• WRITTEN INSTRUCTION
Copy the records below exactly, leaving out every picture.

• ROWS
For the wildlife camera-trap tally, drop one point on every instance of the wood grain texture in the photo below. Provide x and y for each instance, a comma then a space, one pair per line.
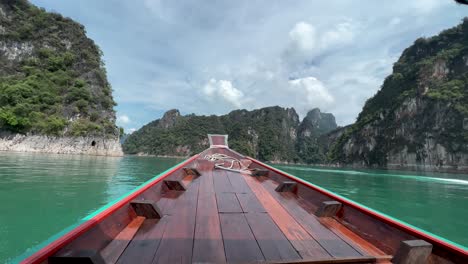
221, 182
250, 203
272, 242
332, 243
208, 244
112, 252
299, 238
177, 242
358, 243
237, 182
146, 208
228, 203
146, 242
239, 242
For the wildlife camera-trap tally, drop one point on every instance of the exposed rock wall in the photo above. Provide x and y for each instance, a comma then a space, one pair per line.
61, 145
418, 120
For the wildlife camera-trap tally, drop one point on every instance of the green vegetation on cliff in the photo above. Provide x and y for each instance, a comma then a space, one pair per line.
269, 134
52, 78
420, 108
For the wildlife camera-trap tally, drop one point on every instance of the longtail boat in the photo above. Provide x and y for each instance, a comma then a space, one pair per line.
223, 207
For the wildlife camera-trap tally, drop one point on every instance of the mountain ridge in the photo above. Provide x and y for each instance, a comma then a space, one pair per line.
53, 84
269, 133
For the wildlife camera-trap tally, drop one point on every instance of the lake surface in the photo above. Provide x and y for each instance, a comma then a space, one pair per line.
42, 194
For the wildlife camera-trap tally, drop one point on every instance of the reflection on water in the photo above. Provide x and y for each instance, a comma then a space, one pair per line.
435, 202
41, 193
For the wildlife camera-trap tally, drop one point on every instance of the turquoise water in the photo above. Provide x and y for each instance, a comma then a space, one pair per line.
434, 202
42, 194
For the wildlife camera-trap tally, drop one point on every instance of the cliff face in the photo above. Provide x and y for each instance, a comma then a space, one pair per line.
419, 117
309, 141
52, 80
269, 133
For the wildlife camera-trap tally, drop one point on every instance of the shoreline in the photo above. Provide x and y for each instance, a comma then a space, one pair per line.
412, 168
89, 145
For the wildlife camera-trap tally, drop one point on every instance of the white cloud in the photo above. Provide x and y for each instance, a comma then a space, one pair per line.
311, 92
394, 22
307, 42
233, 54
343, 34
302, 36
223, 90
123, 119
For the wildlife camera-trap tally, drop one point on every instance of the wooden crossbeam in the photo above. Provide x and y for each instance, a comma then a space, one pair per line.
328, 209
259, 172
341, 260
146, 208
412, 252
175, 185
191, 171
287, 186
80, 256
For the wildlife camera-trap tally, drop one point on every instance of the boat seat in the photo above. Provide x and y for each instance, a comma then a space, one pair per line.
348, 260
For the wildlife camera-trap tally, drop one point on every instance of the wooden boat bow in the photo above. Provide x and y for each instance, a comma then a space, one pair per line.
196, 213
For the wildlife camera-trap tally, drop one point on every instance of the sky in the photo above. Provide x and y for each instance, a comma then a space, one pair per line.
211, 57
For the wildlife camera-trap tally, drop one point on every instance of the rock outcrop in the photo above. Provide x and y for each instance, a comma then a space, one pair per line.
418, 118
53, 83
270, 134
61, 145
309, 142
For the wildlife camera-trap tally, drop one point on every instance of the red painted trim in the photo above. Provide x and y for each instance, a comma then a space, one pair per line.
54, 246
374, 214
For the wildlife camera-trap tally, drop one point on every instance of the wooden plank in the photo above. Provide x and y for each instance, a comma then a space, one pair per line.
208, 244
206, 184
100, 235
349, 260
112, 252
332, 243
358, 243
80, 256
239, 242
287, 186
167, 203
328, 209
175, 185
146, 242
177, 242
221, 182
299, 238
146, 208
250, 203
228, 203
238, 183
272, 242
413, 252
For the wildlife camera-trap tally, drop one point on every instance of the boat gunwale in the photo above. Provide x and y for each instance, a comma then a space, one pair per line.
54, 246
379, 216
100, 214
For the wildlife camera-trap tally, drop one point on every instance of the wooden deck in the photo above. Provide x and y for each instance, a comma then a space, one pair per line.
227, 217
194, 213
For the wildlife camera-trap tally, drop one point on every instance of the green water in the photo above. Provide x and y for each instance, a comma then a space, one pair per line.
43, 194
434, 202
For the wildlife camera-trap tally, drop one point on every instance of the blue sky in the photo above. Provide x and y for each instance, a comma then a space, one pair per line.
210, 57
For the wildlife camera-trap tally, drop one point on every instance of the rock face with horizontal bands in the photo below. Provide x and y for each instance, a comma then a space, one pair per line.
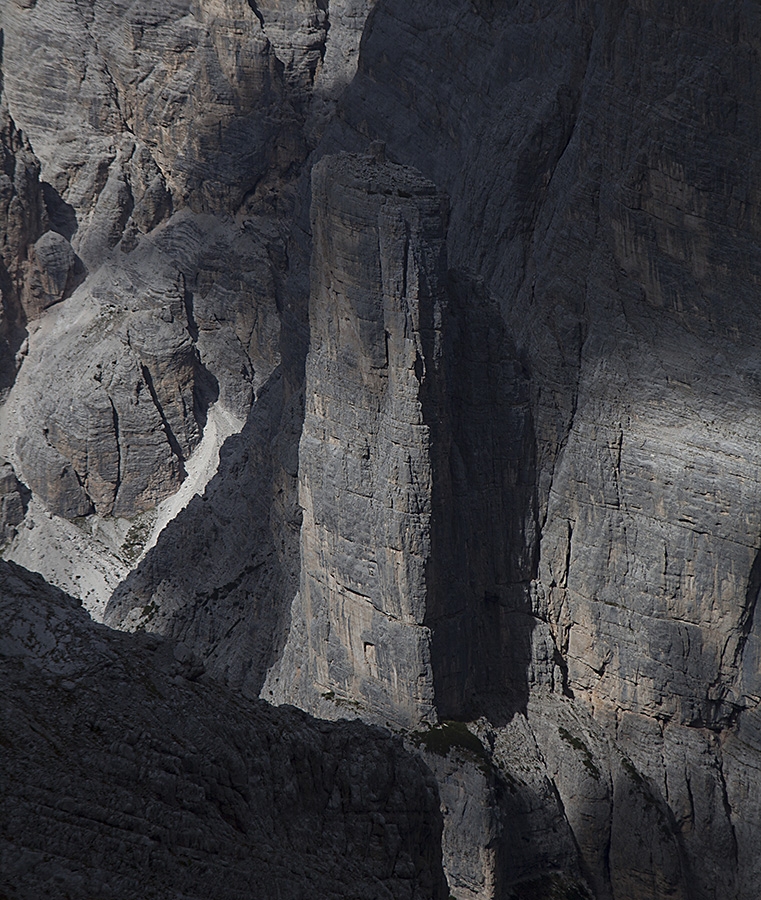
529, 496
123, 741
365, 480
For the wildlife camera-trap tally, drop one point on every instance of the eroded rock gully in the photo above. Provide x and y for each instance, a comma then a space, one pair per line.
483, 287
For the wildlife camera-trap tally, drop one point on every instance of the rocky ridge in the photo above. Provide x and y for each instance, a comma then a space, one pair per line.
127, 773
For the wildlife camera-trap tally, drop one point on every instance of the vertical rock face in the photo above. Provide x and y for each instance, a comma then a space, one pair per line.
516, 480
365, 471
122, 742
22, 221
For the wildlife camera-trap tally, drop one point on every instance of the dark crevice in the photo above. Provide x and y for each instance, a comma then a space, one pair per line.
170, 435
117, 437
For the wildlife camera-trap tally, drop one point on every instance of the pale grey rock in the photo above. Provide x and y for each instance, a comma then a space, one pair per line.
377, 294
14, 499
51, 275
587, 507
22, 221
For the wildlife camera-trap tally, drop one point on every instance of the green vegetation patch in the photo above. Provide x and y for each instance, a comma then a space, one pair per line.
586, 757
135, 540
453, 736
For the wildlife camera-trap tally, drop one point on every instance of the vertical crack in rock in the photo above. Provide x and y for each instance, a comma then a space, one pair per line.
365, 476
117, 438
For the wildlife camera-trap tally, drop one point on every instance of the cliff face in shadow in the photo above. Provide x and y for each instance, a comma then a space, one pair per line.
501, 378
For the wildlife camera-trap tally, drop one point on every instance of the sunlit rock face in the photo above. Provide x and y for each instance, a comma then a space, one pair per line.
500, 381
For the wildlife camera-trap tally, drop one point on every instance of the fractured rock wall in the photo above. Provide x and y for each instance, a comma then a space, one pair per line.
365, 479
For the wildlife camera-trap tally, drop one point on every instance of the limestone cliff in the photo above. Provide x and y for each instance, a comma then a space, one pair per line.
499, 473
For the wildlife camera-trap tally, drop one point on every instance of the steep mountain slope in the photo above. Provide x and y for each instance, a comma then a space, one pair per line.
499, 370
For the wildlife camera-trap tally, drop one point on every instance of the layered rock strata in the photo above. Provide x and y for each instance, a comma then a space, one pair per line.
365, 472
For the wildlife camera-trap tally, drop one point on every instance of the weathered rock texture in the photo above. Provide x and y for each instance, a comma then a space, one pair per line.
501, 462
125, 773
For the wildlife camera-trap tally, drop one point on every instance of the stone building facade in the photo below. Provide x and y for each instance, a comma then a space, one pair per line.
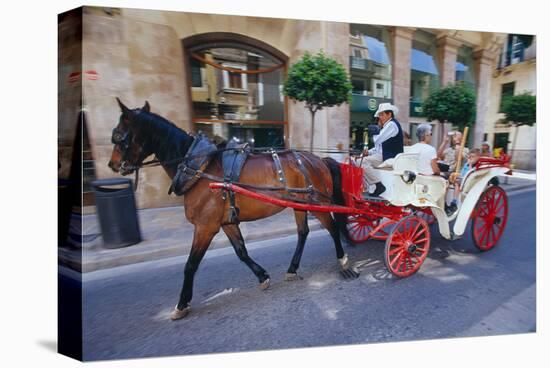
140, 55
516, 73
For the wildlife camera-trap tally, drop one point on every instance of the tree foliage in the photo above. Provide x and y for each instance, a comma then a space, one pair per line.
319, 81
520, 109
454, 103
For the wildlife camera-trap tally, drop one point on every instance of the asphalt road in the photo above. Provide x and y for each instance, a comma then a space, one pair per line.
457, 292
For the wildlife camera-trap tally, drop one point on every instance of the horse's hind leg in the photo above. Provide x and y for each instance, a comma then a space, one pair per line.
303, 231
201, 240
328, 223
236, 238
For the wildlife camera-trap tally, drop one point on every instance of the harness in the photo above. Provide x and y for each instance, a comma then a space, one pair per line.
233, 157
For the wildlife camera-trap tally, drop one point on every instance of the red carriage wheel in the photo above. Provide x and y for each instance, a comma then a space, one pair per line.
358, 228
489, 218
407, 246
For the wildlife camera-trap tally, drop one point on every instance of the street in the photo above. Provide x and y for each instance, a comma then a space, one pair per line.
458, 292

• OUTPUT FOR THIS EXERCISE
For the wildlife camera-trap tally, drop one point on every instance of the wood grain texture in the photo below. Provide x and y for each instance, a comma then a space, one pair per line.
221, 182
250, 203
272, 242
332, 243
208, 244
112, 252
299, 238
177, 242
358, 243
237, 182
146, 208
228, 203
146, 242
239, 242
For the wildlife camera-trap tally, drop one point on every instance of the exposed rock wall in the photo above. Provide x and y for each instance, a comma then a space, one pair per line.
61, 145
418, 120
For the wildlife camera-trap tally, drop one point on every instance of the green vegetation on cliff in the photo above. Provide x and y for each instance, a comma then a space, one pair per line.
269, 134
52, 78
420, 108
For the wildlife camera-trap tally, drop one point on every instance of the longtail boat in the photo above. Provide x and y for each instance, a comma then a space, one pair per line.
223, 207
For the wildlife camera-trap tally, drop one point on every instance of the mountain ridge in the photo above. Provide x and y for each instance, a comma then a space, one pair per line.
53, 84
269, 133
For the wildlife camera-trap tally, drop one point on every instance of the lake surface in the photo above. Provide x and y for each instance, a comma then a space, one pair per line.
42, 194
For the wildlife camera-trap tally, drop one point on every instance of the reflection on water in the photo above. Provide x and y for each instance, a comma then a space, one pair per line.
435, 202
41, 193
For the wildlife camera-trap tally, drop one point on every instance of the turquoise water in the photo above. Provide x and y for each instance, a comma then a space, one pair per line.
434, 202
42, 194
For the wildlife camera-trap tally, drop one point on every instance of the cliff face in the photo above. Provide x and y for each instance, a comma then a space, one pair per line.
419, 117
309, 141
52, 80
269, 133
For the wildlife camera-trap tally, drop one point on every instance of the shoreline in the photo above. Provide x and y for each instance, a comma then a space, one pair per line.
412, 168
89, 145
For the wildlife camera-trap tally, drop one point on every instance of the white cloud in the photo above. Provide x and y for each instance, a comma then a space, one pair per line.
311, 92
394, 22
307, 42
233, 54
343, 34
302, 36
223, 90
123, 119
For the wildlife camera-trap tally, drop one point on every instance of the wooden crossbeam in the photo above. Provide x and y for each instance, a comma then a space, one pair per line.
328, 209
259, 172
341, 260
146, 208
412, 252
175, 185
191, 171
287, 186
80, 256
For the wildlife camera-trap tally, drop one point on every instance of the boat seat in the photo above. Provide x and y for each instance, a comma then a space, one pair per line.
348, 260
For the wildlife camera-trap tally, drop one point on every instance of the wooden boat bow in the photo above. Provide x and y for each instance, a comma then a space, one pair per line.
196, 213
For the wildlife camera-trap tally, drop one point on every instance of the sky in the photo above. Provide x and y for each instance, a comma then a space, one pair per line.
211, 57
For the wildlife camera-trap tally, drop one point on every instance of the rock outcrop in the photo above. Provide x and y for each instance, a comma then a space, one pair per line.
418, 118
53, 83
270, 134
61, 145
309, 142
For the wildlife camera-trap tally, drop one point on every instance of the red painted trim in the photo above. Provide x and y for each instance, a comma then a space, one pair per line.
54, 246
374, 214
For the wildlife camera-trap tally, drop one point on every instance of the wooden plank in the photo above. Provide x and y for each instance, a comma then a space, one pair per line.
208, 244
206, 184
100, 235
349, 260
112, 252
332, 243
358, 243
80, 256
239, 242
287, 186
167, 203
328, 209
175, 185
146, 242
177, 242
221, 182
299, 238
146, 208
250, 203
228, 203
238, 183
272, 242
413, 252
For the wildlife camera-trap tally, drop one point on every instance of the boat gunwale in the photo above. Provide x and y for each instance, a comma then a space, one pair per line.
54, 246
379, 216
100, 214
For the wildlife camera-trap tally, drop one point on every instance of the wooden deck in the photo above. Provide x and y for each instance, a comma then a space, one pair per line.
227, 217
194, 213
For the wildlife camera-trap tally, drop one point on every instance of the green water in the photo above. Provide x and y for each instance, a comma then a space, one pair per line.
43, 194
434, 202
For the wildlife camera-trap tally, drop one point on every instance of the blue sky in the photo above. Provide x and y for each instance, a comma then a space, one pair per line.
210, 57
For the wildlife camera-trap tally, drop one point on every instance of the rock face with horizontal bands in the photo below. Provide x and y for each instance, a comma then a space, one pair per line.
529, 496
123, 741
365, 480
For the wildlife camera-trap tally, drop one point on every instance of the eroded rock gully in the photo above. Provide x and y for each instance, a comma then a space, one pair per line.
483, 287
For the wildlife camera-trap tally, drop one point on every instance of the rocky ridge in the photo above. Provide x and y for each instance, a comma then a space, one pair per line.
127, 773
For the wildlife camera-trap tally, drop one point on every instance of the vertical rock face in the photo above. Provide x and y for each instance, a comma then a space, one pair per line.
516, 480
365, 471
122, 742
22, 221
For the wildlife camera-trap tally, drop one point on every instance of the dark crevice in the photo above. Provide x and y for each instance, a comma then a space, one pair per line.
170, 435
117, 437
For the wildlife camera-trap tally, drop one point on every instance of the pale grey rock in the photo above. Provide x and y for each instance, a comma then a space, one pair per line.
377, 294
14, 499
51, 275
587, 507
22, 221
For the wildlife camera-trap tally, drop one point on every instance of the green vegetation patch in the photo above. Provide x and y for each instance, a comma then a space, one pair per line.
586, 757
135, 540
453, 736
For the wildlife camera-trap tally, drop one point on every instance of the vertical crack in rock in the photo above. Provide x and y for each instance, a comma then a space, one pair per line.
365, 476
117, 438
For the wildlife camera-trap tally, drop one point on every instance of the cliff face in shadow in the photo above. Provide x and y for each instance, a comma then a space, one pair per line.
501, 378
For the wildlife camera-trap tally, drop one point on every instance of the sunlit rock face in the photo above. Provide x and y for each instance, a comma then a space, one pair per line.
500, 381
For the wildlife camera-trap tally, drop one point on every instance of the fractured rock wall in the photo above. Provide x and y for each instance, a comma then a space, one pair per line.
365, 479
For the wildlife camera-trap tally, drop one point on every instance of the limestone cliff in the photo above. Provide x and y for each instance, a comma then a space, one pair per line.
499, 473
For the wildlife camera-trap tally, drop one point on every instance of the steep mountain slope in the photo above. Provide x and y for each instance, a comma then a space, one pair per line.
499, 370
For the wildlife camera-trap tally, drop one point on every instance of the layered rock strata in the photo above. Provide x and y for each instance, a comma then a space, one pair per line.
365, 472
For the wildlife camera-trap tally, drop one point on every instance of the weathered rock texture in the photo above. Provide x and y for each instance, a comma then a space, one pair per line.
501, 462
125, 773
For the wildlife camera-trap tally, drop one point on every instance of the stone building facade in the photo below. Provide x and y for each instance, a comma then a space, one pair per line.
140, 55
516, 73
For the wildlife camera-trap tally, drop one point on every instance of the tree foliage in the photo above. Provide x and y for each instance, a comma then a space, one pair per line.
319, 81
520, 109
454, 103
For the wildlife camera-trap tally, drop one point on every instance of the asphalt road in the photo above. Provide x and y for each instance, a comma then a space, one pair per line.
457, 292
For the wildlife camera-trap tally, drop one point on every instance of the horse's hind leg in the photo above. Provide x and y for each instance, a comma then a space, one pair per line.
303, 231
201, 240
328, 223
236, 238
For the wildlife camera-trap tally, drop one point on every instance of the harness in the photo above. Provide x and y for each instance, a comma then a space, one pair per line.
233, 157
For the wildlife camera-trap tally, drop one point on every instance of the red carriage wheel in the photo above. Provide x and y for each instance, a comma then a space, one pair per line.
358, 228
489, 218
407, 246
For the wildlife camera-trap tally, drop one point on every instance of the street in the photo above. Provide x and y for each instance, a comma then a space, one pair per line.
458, 292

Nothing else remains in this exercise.